- Task statement -
Reproduce every line of the material from its start through the line containing "223), (252, 210)]", inclusive, with the requests kept, and multiply each coordinate in the answers by 0.45, rounding to whole numbers with halves rounded up. Keep the numbers in the requests and their format samples unchanged.

- Dataset excerpts -
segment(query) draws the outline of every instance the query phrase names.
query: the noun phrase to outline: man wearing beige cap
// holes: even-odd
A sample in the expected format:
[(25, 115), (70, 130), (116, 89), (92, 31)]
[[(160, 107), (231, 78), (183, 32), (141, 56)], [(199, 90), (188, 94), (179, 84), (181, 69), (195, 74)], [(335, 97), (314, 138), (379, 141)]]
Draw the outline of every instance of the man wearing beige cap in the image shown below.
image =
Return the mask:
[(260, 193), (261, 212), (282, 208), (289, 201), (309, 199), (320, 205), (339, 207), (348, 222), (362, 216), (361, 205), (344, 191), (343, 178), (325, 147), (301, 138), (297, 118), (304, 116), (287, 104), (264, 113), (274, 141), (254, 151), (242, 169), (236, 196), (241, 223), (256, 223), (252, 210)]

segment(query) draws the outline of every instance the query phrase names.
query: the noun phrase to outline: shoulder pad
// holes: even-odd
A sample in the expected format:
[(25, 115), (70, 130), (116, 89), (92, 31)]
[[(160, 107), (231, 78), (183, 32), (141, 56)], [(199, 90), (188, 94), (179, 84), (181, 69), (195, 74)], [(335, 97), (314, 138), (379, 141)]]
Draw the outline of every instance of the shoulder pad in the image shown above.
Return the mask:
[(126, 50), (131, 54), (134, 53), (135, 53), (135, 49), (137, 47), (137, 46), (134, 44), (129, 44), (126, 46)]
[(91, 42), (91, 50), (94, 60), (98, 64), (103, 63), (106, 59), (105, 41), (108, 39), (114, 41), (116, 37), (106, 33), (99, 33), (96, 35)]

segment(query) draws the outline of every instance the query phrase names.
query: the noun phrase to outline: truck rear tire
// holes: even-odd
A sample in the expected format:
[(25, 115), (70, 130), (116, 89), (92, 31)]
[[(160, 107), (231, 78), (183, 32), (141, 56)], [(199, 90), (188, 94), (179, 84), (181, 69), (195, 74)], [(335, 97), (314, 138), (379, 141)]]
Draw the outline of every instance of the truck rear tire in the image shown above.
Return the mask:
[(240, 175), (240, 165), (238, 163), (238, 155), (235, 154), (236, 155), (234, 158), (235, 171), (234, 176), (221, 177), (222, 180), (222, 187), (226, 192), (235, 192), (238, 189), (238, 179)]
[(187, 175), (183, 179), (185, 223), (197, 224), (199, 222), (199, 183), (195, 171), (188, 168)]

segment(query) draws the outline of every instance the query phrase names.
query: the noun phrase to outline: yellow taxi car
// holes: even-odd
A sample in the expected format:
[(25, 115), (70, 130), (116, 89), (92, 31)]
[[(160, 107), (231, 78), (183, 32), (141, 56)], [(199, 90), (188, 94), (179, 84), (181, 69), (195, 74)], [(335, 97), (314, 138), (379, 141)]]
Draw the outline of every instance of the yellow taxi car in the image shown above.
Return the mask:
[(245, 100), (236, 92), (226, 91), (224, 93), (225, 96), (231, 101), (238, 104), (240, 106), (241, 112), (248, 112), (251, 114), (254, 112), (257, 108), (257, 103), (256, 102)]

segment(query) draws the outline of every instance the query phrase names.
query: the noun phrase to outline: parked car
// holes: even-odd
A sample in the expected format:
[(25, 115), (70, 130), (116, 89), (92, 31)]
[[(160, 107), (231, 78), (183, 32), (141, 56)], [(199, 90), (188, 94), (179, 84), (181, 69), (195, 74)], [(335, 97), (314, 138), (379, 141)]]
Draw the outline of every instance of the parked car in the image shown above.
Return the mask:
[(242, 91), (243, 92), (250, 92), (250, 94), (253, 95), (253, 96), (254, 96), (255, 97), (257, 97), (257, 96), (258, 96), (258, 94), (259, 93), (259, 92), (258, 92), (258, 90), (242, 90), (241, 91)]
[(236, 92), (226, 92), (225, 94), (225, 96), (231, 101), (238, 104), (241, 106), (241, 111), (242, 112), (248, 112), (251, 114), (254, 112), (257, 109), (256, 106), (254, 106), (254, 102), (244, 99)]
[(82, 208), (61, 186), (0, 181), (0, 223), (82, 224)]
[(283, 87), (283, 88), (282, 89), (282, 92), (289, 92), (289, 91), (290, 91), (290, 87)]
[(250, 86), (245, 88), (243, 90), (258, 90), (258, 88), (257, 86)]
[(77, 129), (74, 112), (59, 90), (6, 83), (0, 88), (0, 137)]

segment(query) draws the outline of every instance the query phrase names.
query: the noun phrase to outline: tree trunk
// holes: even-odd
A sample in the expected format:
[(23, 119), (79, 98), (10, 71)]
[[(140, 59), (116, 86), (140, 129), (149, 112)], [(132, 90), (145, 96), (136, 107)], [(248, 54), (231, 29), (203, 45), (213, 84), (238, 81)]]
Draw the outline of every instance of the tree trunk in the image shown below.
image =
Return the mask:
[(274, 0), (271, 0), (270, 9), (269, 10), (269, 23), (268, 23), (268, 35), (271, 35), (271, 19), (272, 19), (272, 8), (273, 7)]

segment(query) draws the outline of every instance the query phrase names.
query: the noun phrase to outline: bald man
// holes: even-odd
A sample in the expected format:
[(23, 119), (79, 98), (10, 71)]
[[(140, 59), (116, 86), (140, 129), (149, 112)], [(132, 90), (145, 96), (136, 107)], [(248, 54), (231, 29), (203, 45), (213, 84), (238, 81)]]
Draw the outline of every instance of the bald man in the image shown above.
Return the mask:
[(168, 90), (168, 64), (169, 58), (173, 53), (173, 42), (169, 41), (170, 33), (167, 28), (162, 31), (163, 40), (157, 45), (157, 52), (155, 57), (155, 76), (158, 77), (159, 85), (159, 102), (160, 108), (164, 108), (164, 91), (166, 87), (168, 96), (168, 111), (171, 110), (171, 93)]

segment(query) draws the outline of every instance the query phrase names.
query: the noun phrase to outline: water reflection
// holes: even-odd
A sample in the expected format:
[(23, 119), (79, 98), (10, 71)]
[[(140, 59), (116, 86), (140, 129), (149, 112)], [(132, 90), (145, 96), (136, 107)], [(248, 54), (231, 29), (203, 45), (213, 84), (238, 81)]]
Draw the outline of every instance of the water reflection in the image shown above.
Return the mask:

- Result for this exercise -
segment(query) draws the outline of every instance the query phrase names.
query: the noun phrase to outline: man wearing beige cap
// holes: even-odd
A sample in the expected format:
[(25, 115), (70, 130), (116, 89), (92, 31)]
[[(160, 107), (231, 78), (183, 32), (141, 56)], [(199, 90), (188, 94), (179, 84), (181, 69), (195, 74)], [(335, 97), (314, 138), (379, 141)]]
Draw the outline of every instance of the man wearing beige cap in the image shown below.
image =
Return the mask:
[(117, 87), (117, 95), (127, 94), (130, 90), (139, 90), (144, 92), (153, 93), (157, 100), (163, 97), (162, 92), (155, 86), (154, 80), (146, 66), (135, 62), (134, 53), (137, 52), (129, 47), (119, 51), (123, 63), (114, 68), (109, 76), (106, 88), (108, 100), (115, 100), (113, 95)]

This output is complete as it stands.